— START Data entries —
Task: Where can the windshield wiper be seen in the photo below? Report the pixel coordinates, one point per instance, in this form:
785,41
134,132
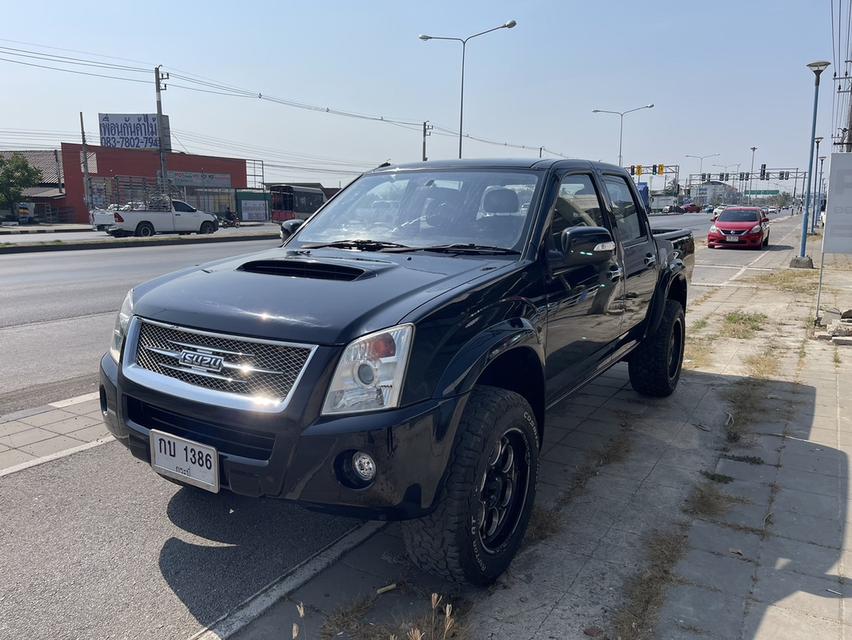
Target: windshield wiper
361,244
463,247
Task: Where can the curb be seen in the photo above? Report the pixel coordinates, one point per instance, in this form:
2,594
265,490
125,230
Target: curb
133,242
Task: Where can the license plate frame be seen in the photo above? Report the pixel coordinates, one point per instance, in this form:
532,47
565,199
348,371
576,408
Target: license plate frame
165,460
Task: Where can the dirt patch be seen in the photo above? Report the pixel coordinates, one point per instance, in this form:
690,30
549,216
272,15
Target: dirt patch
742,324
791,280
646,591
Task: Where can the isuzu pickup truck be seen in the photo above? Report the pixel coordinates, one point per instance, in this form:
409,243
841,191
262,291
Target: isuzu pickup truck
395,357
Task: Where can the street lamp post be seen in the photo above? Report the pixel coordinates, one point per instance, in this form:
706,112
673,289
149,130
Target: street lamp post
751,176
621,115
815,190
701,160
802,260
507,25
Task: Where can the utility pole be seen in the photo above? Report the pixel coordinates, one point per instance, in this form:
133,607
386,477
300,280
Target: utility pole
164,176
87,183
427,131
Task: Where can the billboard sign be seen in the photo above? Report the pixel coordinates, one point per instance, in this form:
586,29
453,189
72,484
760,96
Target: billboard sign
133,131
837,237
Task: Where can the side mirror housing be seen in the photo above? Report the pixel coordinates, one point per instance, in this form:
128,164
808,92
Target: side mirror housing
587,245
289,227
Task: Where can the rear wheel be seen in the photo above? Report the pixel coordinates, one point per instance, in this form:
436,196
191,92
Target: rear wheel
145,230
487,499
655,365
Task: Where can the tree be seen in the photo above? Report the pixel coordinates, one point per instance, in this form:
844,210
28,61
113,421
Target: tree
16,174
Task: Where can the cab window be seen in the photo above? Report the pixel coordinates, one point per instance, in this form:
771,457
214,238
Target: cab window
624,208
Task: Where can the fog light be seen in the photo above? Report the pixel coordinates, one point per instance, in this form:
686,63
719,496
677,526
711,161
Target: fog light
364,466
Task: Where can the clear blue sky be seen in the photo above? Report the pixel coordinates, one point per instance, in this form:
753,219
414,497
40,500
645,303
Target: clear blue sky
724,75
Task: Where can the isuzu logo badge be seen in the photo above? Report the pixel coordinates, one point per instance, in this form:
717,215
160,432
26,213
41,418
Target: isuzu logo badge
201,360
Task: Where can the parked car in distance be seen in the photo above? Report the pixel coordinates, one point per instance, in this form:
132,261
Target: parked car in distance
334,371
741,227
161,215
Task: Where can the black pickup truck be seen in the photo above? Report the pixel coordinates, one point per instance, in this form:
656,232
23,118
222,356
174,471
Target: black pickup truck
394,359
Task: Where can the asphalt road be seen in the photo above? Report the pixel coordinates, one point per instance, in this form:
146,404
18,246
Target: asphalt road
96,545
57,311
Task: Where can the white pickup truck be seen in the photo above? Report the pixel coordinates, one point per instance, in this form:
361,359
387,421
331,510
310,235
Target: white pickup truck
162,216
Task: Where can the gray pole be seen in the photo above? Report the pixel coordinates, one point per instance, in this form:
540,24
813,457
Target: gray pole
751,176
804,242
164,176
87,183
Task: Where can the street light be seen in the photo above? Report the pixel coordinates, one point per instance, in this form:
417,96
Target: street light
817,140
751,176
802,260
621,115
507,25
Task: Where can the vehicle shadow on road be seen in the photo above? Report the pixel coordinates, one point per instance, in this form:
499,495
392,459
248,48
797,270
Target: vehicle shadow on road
— END Data entries —
- **What is asked**:
Copy out the part of the records that starts with the line containing "Task: Where can the street light" and runs through the end of the records, requests included. Decrease every coordinate in the answers by 83.

- **In response**:
Task: Where can the street light be seen in the photo above? Report the pixel coordinates, one point per instance, in this form:
417,96
Target: street light
734,57
668,93
719,177
538,32
424,-58
Task: Where can the vehicle shadow on road be seen in the photo above? Report the pixel coordinates, one point per instance, in this form:
499,495
392,459
248,48
797,270
Target: vehicle shadow on road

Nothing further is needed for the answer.